[Extracted records]
•••••
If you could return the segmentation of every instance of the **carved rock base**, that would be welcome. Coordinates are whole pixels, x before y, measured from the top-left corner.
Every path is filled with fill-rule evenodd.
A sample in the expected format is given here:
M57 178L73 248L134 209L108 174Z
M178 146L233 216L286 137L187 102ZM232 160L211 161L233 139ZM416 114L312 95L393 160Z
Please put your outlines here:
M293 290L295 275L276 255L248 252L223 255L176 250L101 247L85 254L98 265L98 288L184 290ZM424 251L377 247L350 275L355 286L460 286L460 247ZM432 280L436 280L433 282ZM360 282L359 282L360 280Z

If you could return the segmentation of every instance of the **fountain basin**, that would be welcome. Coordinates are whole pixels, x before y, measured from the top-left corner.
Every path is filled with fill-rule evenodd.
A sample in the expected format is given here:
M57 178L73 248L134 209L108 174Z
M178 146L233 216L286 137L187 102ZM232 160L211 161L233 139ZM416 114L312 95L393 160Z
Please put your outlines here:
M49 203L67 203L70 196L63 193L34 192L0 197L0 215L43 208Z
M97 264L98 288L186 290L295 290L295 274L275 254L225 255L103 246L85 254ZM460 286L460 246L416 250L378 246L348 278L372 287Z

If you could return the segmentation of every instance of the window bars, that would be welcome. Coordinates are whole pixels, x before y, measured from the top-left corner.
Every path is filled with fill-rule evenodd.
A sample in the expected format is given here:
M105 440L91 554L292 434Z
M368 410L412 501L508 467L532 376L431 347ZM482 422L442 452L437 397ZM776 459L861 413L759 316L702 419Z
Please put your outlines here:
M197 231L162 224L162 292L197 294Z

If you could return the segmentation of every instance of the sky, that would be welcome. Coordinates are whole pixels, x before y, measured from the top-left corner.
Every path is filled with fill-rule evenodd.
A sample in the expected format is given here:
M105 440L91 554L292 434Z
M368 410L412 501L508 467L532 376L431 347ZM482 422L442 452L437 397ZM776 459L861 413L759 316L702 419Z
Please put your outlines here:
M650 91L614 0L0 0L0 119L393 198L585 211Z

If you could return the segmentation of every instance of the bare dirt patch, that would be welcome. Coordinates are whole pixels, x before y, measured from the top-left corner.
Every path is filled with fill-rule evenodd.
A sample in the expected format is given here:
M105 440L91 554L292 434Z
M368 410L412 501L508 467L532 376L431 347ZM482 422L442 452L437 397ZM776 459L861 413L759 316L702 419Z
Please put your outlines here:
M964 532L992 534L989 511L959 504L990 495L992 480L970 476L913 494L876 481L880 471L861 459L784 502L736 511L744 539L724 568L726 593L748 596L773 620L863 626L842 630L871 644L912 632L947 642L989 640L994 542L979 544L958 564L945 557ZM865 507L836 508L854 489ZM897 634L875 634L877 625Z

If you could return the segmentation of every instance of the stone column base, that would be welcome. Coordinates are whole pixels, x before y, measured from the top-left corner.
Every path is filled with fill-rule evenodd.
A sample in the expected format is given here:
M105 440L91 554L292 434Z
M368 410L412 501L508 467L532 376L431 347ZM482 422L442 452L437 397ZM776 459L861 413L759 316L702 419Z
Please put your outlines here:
•••••
- _Problem to work on_:
Copy exactly, word for word, the line with "of the stone" through the final line of the listing.

- _Result of the exercise_:
If you could return the segmentation of every instance of the stone column base, that would be welcome. Coordinates are whole pixels, x before y, measured from the top-left corner.
Every path is filled with fill-rule evenodd.
A sample in the expected format is given here:
M105 440L91 554L292 434Z
M368 410L412 501L508 467L532 376L431 347ZM482 422L442 452L437 397ZM776 459L861 413L759 316L702 419Z
Please put your outlines here:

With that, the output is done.